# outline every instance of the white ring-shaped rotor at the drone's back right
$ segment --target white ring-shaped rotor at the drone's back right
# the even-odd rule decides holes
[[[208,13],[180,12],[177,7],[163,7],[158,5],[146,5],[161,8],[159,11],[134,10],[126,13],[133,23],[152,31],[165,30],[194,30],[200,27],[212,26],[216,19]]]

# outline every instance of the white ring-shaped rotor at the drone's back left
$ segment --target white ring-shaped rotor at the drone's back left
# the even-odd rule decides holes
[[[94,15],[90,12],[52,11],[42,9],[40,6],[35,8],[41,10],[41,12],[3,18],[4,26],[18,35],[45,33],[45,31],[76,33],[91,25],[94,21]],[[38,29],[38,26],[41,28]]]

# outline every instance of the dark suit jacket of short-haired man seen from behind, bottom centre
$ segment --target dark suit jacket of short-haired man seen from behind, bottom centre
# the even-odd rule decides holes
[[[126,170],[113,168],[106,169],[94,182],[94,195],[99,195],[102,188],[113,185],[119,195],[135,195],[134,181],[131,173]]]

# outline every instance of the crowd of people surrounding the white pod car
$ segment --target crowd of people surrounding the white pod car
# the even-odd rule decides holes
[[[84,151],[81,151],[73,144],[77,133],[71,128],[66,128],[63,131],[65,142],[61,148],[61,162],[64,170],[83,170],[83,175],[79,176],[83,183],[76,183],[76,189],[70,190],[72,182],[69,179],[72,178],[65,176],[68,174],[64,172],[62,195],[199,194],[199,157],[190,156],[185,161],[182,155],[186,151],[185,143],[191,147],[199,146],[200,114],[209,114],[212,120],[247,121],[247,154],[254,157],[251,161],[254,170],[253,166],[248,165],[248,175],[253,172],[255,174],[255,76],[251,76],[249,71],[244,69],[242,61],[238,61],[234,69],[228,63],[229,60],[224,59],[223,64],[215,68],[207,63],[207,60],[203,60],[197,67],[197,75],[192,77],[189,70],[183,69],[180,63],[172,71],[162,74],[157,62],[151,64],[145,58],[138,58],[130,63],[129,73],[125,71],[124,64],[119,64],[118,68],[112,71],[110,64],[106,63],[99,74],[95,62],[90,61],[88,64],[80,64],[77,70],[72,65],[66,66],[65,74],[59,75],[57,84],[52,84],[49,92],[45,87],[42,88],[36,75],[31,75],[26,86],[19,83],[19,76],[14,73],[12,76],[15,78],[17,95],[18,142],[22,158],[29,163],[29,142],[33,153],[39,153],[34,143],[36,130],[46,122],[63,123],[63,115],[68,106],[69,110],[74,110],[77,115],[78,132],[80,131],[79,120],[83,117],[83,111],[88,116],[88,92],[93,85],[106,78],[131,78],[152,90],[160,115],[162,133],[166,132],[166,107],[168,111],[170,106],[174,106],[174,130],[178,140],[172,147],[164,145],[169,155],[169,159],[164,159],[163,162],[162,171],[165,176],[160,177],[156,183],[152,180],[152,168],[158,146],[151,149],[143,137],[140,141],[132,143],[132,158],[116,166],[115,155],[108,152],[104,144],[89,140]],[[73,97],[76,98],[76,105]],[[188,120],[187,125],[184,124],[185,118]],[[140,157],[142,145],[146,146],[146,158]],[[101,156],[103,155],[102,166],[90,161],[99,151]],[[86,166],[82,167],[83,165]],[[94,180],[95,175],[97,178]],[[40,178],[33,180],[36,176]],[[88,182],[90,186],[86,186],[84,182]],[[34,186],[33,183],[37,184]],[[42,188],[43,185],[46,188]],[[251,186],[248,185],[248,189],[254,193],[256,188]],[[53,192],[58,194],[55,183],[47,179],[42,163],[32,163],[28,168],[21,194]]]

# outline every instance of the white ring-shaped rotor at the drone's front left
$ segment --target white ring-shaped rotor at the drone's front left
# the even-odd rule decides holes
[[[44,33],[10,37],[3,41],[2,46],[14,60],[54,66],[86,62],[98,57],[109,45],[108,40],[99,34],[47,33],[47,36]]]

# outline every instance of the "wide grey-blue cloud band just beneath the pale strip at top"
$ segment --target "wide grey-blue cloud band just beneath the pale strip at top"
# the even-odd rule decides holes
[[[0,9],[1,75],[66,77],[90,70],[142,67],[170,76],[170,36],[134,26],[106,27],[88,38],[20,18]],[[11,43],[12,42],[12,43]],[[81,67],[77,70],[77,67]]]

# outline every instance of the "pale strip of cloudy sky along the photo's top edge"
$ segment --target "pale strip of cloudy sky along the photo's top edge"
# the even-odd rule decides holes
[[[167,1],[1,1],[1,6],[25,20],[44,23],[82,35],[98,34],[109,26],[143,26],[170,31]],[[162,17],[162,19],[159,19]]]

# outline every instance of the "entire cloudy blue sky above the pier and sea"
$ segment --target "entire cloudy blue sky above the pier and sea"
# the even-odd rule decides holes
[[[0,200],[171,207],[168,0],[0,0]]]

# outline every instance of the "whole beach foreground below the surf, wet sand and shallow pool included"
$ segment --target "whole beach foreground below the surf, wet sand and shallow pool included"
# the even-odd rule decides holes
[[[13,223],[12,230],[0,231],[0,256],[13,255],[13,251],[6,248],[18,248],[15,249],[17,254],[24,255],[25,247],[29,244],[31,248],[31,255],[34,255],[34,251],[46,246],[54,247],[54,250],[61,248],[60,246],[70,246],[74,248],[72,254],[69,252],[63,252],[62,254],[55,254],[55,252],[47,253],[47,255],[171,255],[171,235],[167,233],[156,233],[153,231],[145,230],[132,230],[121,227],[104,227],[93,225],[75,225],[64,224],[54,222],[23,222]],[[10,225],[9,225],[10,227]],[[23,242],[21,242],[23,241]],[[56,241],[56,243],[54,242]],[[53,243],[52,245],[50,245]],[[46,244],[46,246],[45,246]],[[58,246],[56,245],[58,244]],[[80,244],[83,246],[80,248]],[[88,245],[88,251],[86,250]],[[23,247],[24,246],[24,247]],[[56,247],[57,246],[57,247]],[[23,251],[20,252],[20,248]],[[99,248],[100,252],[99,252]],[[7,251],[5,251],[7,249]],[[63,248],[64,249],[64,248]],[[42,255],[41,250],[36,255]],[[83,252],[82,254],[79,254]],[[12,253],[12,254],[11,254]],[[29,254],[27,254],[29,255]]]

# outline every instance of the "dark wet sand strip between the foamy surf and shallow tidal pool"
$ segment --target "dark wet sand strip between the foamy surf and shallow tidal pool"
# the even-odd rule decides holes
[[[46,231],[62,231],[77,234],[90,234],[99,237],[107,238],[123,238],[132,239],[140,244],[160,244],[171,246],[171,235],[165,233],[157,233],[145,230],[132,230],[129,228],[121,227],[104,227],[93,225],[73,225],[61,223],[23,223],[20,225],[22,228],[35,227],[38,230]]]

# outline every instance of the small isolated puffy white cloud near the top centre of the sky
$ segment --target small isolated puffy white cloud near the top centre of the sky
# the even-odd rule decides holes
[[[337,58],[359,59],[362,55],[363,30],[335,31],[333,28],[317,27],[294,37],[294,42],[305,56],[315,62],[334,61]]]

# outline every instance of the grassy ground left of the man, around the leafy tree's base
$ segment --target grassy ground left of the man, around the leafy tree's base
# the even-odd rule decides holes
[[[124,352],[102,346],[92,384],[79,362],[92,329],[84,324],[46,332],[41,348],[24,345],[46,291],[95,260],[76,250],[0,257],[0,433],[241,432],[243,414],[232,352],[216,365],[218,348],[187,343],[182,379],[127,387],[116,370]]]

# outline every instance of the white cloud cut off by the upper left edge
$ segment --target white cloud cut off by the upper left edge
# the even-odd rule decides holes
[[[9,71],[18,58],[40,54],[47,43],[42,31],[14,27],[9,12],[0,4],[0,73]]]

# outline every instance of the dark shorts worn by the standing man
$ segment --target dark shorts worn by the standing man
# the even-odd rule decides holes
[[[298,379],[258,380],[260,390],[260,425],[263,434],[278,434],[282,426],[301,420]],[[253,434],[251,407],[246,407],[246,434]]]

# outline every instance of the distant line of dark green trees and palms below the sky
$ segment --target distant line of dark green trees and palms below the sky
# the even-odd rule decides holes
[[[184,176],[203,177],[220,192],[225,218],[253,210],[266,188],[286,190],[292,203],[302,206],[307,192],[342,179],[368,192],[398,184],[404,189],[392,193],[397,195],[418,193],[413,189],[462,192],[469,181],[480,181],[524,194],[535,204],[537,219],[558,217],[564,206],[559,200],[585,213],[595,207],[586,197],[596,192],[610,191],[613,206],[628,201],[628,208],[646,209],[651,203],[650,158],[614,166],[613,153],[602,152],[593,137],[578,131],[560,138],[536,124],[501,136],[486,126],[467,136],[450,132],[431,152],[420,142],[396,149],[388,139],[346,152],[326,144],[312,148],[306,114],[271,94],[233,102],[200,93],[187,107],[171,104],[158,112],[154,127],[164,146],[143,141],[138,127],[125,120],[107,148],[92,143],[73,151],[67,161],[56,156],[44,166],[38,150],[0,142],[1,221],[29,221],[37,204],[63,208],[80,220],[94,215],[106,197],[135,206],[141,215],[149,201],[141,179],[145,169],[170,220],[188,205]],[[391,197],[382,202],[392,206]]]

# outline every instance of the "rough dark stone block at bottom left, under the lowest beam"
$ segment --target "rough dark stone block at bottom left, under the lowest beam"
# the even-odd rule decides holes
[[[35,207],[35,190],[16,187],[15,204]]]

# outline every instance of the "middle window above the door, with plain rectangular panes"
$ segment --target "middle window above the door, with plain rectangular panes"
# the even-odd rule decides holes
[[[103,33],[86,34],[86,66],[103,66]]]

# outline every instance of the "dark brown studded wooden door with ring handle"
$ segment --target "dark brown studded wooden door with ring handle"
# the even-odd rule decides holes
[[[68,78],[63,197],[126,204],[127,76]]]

• • •

_Exercise brief_: Above are the records; repeat exactly the lines from the one holding "segment --target small" down to the one holding "--target dark shorts worn by the standing man", end lines included.

_Finished task_:
$ segment --target small isolated puffy white cloud near the top centre of the sky
# the even-odd rule decides holes
[[[337,58],[359,59],[362,55],[363,30],[335,31],[333,28],[317,27],[294,37],[294,42],[305,56],[315,62],[334,61]]]

# outline every instance of the grassy ground left of the man, around the leafy tree's base
$ segment --target grassy ground left of the man, around the leafy tree's base
# the even-odd rule decides holes
[[[124,352],[102,346],[92,384],[79,362],[92,329],[84,324],[46,332],[41,348],[24,345],[46,291],[95,260],[76,250],[0,257],[0,433],[241,432],[243,414],[232,352],[216,365],[218,348],[187,343],[182,379],[127,387],[116,370]]]

# outline every instance of the white cloud cut off by the upper left edge
$ segment --target white cloud cut off by the upper left edge
# the even-odd rule decides holes
[[[9,71],[18,58],[40,54],[47,43],[42,31],[14,27],[9,12],[0,4],[0,73]]]

# outline every instance of the dark shorts worn by the standing man
$ segment --target dark shorts worn by the standing man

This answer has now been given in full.